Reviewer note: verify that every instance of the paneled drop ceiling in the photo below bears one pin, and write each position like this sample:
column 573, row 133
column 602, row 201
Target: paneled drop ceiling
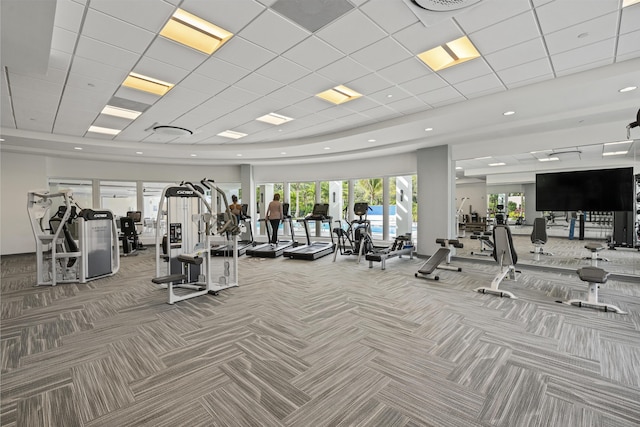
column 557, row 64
--
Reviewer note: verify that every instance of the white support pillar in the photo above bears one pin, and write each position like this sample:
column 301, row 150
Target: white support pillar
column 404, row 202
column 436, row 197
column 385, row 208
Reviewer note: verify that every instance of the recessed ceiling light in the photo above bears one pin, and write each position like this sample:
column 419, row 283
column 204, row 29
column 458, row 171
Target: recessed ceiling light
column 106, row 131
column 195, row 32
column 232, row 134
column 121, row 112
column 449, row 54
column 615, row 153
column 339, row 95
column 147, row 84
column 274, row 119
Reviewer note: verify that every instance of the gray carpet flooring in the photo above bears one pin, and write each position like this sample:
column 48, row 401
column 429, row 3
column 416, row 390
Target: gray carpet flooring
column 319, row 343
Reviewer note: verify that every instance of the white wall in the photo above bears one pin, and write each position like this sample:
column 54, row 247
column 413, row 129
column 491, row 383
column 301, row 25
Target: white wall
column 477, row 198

Task description:
Reproduce the records word for word, starting at the line that has "Reviewer note: verify that every instance of the paneled" and stopping after the line that has "column 557, row 64". Leave the pictures out.

Problem solution:
Reviewer note: verify that every instance of the paneled drop ceiling in the photo below bears one pin, and write each position like this sample:
column 573, row 133
column 602, row 201
Target: paneled drop ceiling
column 557, row 64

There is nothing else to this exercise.